Document:
• • • • • • •
A function to describe revision behavior for an archive.

revision_summary removes all missing values (if requested), and then computes some basic statistics about the revision behavior of an archive, returning a tibble summarizing the revisions per time_value+epi_key features (limited to those that have data available past the min waiting period to compare against, and are not detected as added in a bulk report). The columns returned are:

n_revisions: the total number of revisions for that entry
min_lag: the minimum time to any value (if drop_nas=FALSE, this includes NA's)
max_lag: the amount of time until the final (new) version (same caveat for drop_nas=FALSE, though it is far less likely to matter)
min_value: the minimum value across revisions
max_value: the maximum value across revisions
median_value: the median value across revisions
spread: the difference between the smallest and largest values (this always excludes NA values)
rel_spread: spread divided by the largest value (so it will always be less than 1). Note that this need not be the final value. It will be NA whenever spread is 0.
lag_near_latest: the time taken for the revisions to settle to within within_latest (default 20%) of the final value and stay there. For example, consider the series (0, 20, 99, 150, 102, 100); then lag_near_latest is 5, since even though 99 is within 20%, it is outside the window afterwards at 150.

Usage

revision_analysis(
  epi_arch,
  ...,
  min_waiting_period = as.difftime(60, units = "days"),
  within_latest = 0.2,
  bulk_reporting_level = 0.8,
  bulk_reporting_multiplier = 1.2,
  compactify = TRUE,
  compactify_abs_tol = 0,
  compactify_drop_initial_nas = TRUE,
  drop_nas = FALSE,
  return_only_tibble = FALSE
)

# S3 method for class 'revision_analysis'
print(
  x,
  quick_revision = as.difftime(3, units = "days"),
  few_revisions = 3,
  abs_spread_threshold = NULL,
  rel_spread_threshold = 0.1,
  ...
)
• • • • • • •
Given exercise 1: From the Usage section of the documentation page, list every argument of revision_analysis whose default value is TRUE or FALSE. Give each default with it.

(Records pointing to named objects)
• • • • • • •
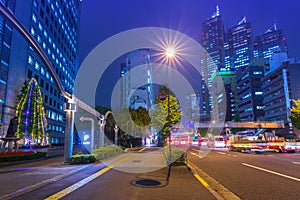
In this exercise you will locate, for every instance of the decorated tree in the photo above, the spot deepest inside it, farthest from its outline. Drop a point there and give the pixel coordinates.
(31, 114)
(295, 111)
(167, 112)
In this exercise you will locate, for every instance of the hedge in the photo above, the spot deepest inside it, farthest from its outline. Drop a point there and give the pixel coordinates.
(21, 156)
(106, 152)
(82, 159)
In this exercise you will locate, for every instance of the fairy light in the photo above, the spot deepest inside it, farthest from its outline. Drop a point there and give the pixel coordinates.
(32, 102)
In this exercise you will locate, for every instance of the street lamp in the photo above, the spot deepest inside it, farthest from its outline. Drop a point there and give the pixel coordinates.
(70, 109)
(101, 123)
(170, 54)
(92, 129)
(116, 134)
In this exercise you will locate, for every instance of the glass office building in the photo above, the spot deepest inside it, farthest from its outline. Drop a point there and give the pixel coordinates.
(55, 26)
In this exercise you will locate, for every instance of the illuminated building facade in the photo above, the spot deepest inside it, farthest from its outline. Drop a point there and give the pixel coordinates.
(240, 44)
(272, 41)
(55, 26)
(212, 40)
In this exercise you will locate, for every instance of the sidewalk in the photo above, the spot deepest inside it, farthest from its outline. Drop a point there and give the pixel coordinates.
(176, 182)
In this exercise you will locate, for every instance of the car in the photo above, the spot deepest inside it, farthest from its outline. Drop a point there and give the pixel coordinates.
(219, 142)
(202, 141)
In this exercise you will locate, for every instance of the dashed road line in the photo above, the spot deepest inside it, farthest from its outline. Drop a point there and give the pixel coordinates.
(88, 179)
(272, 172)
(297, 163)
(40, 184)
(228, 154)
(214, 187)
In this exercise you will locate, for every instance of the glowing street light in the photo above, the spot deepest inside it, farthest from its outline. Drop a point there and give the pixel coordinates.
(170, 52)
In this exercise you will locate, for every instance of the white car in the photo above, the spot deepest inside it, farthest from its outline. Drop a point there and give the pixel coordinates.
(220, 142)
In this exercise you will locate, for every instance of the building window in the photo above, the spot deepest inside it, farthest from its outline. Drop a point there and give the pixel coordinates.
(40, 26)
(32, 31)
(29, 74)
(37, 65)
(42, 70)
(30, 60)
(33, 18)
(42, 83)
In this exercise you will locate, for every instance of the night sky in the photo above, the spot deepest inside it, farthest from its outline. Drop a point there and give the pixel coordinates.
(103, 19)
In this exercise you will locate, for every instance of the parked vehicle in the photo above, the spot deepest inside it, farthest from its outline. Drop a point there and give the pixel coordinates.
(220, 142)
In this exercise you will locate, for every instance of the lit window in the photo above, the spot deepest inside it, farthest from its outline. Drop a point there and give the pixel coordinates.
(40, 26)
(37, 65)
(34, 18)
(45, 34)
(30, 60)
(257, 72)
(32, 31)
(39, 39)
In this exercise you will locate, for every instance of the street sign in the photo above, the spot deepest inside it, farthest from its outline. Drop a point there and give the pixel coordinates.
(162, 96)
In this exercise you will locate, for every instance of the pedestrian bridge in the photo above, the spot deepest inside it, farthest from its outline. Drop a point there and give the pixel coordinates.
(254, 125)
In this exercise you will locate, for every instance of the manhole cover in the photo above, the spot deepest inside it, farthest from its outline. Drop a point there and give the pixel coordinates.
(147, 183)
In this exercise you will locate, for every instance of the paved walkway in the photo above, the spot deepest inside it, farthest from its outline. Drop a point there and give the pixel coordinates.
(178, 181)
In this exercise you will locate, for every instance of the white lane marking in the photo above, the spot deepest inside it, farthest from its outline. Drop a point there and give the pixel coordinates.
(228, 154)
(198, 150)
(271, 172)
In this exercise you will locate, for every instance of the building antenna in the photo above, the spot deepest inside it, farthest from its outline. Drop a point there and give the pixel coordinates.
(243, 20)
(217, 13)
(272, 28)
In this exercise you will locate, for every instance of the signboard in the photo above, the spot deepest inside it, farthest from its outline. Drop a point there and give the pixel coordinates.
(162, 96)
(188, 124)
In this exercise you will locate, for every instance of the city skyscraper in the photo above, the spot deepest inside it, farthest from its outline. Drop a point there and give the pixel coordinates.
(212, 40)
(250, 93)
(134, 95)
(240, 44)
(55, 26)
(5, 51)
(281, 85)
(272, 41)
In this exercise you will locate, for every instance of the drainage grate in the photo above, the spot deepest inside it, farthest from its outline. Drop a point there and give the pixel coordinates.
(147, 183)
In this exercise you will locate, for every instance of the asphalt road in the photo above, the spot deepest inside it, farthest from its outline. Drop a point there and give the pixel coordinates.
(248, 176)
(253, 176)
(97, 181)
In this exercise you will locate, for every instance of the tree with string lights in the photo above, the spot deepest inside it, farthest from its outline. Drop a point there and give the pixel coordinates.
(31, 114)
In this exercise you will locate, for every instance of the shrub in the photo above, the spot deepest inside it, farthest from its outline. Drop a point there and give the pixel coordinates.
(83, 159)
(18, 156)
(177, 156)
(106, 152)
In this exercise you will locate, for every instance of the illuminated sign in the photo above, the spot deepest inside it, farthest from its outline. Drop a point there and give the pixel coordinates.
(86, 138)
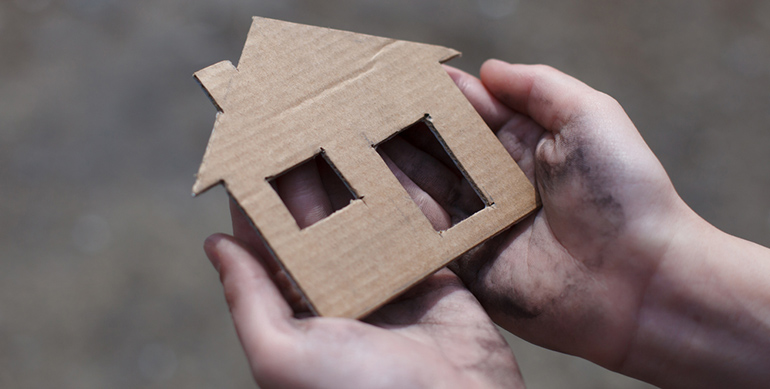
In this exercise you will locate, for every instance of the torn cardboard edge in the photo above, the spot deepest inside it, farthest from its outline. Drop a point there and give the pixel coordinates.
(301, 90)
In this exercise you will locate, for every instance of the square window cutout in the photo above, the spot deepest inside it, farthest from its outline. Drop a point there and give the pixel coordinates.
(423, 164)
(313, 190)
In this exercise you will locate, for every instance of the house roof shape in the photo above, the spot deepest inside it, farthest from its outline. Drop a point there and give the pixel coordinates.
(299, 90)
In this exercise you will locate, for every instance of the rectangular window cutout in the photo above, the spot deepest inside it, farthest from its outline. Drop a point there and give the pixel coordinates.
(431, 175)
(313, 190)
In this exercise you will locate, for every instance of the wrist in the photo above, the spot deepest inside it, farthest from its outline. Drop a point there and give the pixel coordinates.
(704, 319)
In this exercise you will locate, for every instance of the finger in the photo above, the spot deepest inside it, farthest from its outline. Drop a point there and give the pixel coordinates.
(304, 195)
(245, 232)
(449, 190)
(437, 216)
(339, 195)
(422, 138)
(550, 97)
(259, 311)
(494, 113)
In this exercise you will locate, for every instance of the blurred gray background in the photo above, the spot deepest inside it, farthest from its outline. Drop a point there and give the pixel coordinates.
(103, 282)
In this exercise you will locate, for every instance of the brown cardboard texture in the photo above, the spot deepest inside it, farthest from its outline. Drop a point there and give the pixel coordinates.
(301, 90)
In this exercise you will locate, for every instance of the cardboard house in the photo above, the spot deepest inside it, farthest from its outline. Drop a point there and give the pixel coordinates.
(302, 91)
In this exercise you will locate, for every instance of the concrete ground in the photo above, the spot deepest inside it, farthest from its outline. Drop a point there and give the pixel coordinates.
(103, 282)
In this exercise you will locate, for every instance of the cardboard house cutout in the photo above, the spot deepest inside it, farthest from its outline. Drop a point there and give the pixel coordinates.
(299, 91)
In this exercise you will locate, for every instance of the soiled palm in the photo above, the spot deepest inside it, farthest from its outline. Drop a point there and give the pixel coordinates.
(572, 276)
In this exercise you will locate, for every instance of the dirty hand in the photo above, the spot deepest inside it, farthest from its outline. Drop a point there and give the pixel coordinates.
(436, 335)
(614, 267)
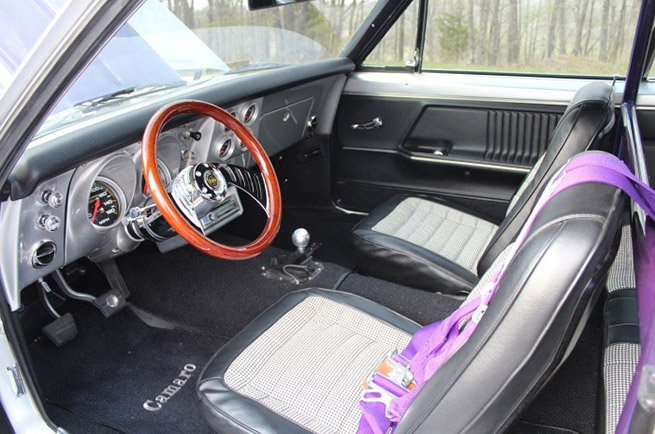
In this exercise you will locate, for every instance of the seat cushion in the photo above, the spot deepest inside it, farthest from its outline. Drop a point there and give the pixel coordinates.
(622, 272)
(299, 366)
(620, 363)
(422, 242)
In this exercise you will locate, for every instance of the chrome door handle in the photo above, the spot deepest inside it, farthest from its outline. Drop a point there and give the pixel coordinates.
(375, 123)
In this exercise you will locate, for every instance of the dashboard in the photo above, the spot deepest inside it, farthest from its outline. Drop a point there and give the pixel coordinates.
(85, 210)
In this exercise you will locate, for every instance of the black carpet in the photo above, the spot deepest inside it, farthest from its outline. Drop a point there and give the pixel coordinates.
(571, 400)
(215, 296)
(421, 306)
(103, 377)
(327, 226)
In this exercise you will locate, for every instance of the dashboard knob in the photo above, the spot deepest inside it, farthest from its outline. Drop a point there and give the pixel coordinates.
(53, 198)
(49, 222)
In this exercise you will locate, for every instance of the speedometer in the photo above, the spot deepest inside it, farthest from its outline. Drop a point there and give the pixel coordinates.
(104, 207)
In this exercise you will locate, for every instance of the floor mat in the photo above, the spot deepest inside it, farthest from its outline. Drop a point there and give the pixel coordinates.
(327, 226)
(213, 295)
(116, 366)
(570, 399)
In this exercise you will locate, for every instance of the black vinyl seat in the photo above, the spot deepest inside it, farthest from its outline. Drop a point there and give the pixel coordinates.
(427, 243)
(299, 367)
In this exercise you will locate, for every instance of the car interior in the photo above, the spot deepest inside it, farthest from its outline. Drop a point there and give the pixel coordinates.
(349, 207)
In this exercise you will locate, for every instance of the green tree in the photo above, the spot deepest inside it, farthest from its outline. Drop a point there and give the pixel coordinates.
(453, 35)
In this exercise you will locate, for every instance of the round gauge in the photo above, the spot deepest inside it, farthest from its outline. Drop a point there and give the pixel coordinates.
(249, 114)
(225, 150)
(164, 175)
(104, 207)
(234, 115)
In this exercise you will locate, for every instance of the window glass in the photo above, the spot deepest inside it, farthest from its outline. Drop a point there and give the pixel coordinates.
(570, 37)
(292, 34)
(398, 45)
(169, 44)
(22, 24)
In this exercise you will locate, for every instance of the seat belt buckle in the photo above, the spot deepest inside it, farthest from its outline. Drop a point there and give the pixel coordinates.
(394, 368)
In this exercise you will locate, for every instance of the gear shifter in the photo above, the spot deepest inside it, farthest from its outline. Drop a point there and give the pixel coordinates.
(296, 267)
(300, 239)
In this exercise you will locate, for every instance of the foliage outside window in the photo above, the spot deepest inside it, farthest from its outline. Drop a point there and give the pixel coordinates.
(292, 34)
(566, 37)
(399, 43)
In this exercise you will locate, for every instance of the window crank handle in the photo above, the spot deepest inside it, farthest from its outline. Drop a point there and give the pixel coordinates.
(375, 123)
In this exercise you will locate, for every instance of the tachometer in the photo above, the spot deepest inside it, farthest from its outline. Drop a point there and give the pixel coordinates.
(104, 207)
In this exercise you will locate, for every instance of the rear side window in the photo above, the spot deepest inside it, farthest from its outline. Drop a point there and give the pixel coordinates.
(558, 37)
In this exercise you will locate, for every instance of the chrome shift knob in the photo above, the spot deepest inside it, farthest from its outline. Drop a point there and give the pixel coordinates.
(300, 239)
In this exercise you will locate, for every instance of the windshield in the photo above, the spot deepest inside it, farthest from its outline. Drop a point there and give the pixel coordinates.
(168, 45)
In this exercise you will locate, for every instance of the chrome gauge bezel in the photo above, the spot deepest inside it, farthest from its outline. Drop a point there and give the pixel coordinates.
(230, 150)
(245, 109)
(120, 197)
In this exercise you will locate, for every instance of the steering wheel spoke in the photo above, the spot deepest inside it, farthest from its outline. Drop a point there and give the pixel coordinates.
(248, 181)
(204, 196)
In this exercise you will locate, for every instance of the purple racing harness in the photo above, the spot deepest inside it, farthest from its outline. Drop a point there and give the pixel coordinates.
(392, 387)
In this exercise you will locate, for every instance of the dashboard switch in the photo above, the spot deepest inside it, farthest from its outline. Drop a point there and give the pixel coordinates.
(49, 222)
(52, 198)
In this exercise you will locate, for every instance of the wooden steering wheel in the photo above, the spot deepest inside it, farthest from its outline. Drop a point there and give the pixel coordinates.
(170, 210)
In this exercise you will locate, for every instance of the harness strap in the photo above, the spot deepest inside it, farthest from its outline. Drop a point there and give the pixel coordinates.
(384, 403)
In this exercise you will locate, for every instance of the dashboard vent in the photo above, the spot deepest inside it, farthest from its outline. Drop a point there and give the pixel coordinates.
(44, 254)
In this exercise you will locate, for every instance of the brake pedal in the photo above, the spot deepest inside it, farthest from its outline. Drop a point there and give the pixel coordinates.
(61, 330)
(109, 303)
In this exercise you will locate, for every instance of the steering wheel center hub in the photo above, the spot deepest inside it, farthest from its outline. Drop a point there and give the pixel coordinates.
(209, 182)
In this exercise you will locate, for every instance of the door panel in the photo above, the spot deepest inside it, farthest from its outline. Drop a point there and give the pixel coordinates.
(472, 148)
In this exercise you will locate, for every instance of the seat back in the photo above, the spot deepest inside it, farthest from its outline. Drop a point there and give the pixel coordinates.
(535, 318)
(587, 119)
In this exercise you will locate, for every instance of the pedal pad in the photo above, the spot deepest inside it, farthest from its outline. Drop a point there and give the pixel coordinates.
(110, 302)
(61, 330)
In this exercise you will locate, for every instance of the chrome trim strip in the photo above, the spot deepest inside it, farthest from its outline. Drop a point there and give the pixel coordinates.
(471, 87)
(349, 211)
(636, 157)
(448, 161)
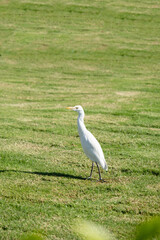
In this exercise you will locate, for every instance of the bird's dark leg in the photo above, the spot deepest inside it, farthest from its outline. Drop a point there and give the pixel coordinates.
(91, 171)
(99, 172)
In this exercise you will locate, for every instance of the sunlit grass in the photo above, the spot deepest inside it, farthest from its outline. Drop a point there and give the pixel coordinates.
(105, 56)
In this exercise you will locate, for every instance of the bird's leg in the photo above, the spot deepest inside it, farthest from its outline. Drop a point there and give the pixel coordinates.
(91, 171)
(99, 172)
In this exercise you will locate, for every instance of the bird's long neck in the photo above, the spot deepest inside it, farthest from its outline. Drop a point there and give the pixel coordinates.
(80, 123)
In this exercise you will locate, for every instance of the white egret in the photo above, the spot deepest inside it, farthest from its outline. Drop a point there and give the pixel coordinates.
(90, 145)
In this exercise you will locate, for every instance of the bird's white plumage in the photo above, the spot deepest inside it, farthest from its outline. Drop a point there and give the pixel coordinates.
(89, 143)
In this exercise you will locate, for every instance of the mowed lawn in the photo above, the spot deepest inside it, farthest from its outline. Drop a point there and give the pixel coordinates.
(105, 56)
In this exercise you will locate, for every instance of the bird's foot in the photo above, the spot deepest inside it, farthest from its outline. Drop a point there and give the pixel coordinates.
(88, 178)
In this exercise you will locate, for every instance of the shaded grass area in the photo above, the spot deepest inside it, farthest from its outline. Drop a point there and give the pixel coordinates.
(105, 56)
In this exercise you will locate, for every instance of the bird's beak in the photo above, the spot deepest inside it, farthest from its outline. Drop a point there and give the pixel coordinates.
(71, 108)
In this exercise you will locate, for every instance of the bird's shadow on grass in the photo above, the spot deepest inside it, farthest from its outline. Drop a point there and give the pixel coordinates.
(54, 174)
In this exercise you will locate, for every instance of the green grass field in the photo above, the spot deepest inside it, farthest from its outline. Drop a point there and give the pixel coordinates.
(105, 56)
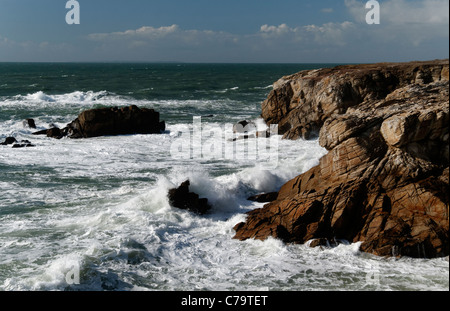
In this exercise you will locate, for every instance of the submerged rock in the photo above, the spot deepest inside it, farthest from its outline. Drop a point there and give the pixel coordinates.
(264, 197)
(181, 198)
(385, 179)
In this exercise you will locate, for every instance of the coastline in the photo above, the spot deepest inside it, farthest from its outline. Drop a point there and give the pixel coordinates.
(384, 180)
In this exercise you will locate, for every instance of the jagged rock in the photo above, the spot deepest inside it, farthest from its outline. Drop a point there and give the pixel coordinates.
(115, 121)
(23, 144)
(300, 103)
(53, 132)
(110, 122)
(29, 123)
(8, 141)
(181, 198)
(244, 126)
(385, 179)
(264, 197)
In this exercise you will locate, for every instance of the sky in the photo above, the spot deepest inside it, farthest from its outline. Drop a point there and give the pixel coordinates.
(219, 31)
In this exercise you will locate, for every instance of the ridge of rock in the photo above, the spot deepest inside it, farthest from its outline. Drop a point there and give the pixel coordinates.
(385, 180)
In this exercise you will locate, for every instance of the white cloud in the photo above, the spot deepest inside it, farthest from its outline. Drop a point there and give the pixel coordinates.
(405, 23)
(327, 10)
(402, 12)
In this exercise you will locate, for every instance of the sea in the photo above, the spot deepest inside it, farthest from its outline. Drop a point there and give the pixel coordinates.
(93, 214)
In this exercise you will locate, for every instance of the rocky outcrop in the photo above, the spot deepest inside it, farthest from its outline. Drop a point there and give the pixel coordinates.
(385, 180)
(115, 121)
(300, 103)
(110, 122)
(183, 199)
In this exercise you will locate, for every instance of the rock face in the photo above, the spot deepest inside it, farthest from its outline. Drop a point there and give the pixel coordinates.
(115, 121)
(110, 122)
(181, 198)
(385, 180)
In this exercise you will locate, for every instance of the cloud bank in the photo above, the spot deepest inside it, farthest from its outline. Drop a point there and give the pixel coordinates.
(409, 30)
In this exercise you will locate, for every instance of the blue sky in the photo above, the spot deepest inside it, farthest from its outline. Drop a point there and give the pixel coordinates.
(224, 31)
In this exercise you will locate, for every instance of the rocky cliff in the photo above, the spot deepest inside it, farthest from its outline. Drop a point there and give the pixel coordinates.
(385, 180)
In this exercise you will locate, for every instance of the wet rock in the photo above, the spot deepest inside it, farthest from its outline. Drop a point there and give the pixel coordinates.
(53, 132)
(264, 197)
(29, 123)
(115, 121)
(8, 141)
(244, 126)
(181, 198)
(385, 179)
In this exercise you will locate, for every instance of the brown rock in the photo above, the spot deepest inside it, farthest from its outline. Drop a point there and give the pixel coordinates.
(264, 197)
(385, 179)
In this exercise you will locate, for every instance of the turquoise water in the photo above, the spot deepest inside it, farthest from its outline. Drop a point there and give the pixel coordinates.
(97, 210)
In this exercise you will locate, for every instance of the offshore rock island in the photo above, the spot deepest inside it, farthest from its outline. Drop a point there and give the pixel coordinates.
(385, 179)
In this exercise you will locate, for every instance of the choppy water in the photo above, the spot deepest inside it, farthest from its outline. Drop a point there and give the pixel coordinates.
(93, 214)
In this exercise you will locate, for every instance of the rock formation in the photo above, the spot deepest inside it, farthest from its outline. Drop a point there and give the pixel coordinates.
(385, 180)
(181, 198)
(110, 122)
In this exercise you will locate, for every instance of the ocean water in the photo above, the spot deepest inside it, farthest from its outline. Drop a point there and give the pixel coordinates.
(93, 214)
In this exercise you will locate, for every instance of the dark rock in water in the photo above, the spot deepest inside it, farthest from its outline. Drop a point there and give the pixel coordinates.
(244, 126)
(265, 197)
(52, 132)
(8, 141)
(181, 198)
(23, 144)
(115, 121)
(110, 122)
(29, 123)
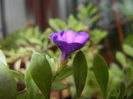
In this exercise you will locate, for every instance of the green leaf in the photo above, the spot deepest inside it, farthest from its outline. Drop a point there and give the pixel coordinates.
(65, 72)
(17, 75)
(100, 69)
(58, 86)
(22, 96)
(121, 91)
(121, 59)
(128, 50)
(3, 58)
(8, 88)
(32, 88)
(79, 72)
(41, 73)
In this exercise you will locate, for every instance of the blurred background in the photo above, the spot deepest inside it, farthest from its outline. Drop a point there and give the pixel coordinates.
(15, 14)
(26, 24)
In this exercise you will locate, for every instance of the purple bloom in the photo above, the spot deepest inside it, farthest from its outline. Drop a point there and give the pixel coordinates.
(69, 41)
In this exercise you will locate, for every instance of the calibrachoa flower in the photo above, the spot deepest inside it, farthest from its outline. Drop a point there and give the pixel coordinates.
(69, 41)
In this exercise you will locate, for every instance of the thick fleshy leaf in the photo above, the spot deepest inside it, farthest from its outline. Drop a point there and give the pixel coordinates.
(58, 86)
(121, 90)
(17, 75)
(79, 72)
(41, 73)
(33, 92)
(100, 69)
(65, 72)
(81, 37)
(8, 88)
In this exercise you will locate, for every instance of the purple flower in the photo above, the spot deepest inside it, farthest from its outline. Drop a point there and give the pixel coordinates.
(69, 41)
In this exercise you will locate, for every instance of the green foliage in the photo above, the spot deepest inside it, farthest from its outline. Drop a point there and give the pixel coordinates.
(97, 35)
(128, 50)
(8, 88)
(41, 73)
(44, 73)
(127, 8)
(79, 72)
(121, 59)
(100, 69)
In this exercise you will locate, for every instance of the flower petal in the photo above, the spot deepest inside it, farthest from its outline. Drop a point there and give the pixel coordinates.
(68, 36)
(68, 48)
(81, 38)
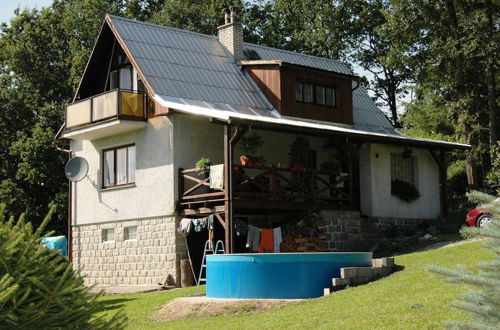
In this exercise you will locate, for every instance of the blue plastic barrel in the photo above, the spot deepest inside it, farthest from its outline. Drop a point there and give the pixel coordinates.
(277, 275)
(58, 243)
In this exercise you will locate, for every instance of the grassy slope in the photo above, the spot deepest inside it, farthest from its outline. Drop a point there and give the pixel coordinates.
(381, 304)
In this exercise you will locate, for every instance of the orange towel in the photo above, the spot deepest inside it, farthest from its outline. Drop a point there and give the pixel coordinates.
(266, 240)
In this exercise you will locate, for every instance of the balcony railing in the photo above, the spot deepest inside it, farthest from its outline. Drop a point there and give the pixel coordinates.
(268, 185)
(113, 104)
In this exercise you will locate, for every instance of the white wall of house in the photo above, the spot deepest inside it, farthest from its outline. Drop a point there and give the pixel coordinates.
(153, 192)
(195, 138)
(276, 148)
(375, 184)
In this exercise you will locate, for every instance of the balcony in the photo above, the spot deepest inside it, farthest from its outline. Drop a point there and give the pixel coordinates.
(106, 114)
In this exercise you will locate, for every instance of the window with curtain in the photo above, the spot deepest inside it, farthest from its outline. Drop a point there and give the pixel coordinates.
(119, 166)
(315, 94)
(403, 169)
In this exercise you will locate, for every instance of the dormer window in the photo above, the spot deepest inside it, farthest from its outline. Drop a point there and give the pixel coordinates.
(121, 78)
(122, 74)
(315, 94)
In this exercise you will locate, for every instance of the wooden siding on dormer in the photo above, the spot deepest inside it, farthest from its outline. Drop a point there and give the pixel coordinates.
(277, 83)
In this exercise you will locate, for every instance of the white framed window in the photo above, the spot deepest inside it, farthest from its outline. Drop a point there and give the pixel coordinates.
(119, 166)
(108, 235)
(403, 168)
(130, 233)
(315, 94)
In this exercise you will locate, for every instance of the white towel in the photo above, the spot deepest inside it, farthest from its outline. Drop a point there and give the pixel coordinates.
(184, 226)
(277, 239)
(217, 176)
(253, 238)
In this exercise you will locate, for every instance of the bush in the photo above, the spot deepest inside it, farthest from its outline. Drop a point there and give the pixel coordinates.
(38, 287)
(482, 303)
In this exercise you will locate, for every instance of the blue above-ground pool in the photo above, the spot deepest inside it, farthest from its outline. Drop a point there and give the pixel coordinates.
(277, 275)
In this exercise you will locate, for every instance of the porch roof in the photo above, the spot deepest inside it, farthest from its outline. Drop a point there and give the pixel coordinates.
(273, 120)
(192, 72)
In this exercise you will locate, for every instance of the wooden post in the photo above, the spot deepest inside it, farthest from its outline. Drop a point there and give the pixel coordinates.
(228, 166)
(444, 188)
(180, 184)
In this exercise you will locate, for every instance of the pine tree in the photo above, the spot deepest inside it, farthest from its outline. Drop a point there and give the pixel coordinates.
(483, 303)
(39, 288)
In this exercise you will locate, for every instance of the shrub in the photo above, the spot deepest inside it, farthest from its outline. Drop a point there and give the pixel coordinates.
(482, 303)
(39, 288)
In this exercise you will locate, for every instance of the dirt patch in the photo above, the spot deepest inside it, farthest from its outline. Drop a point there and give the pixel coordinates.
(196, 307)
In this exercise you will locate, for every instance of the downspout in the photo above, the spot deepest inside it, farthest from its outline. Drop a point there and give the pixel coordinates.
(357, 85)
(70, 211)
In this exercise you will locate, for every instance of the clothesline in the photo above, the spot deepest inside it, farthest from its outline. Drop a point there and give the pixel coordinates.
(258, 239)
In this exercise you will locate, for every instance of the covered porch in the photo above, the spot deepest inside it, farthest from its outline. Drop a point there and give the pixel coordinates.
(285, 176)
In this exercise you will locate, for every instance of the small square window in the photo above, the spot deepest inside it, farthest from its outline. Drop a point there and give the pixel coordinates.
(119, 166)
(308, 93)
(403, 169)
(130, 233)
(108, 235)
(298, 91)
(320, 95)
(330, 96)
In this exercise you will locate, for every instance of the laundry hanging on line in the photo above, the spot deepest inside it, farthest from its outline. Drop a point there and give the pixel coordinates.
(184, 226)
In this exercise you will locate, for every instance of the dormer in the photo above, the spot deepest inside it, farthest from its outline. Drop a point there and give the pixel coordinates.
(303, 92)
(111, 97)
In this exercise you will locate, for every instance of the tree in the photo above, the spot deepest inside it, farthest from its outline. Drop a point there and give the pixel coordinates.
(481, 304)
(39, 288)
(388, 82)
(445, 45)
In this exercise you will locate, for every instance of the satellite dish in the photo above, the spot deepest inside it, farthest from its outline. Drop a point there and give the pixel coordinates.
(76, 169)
• • • • • • •
Given exercise 2: Return every line of the records that contains the string "balcony". Case counts.

Exercise solution 1:
compactify = TRUE
compactify_drop_initial_nas = TRUE
drop_nas = FALSE
return_only_tibble = FALSE

Exercise solution 2:
In this exercise you will locate, for every instance of the balcony railing in the photo above, the spot deepest inside it, farthest from its outline. Drop a point there and give the pixel coordinates.
In this exercise you will locate, for every instance of the balcony in the photo above, the spot deepest inside it, farthest from its outline. Drop a point there and give the pixel coordinates.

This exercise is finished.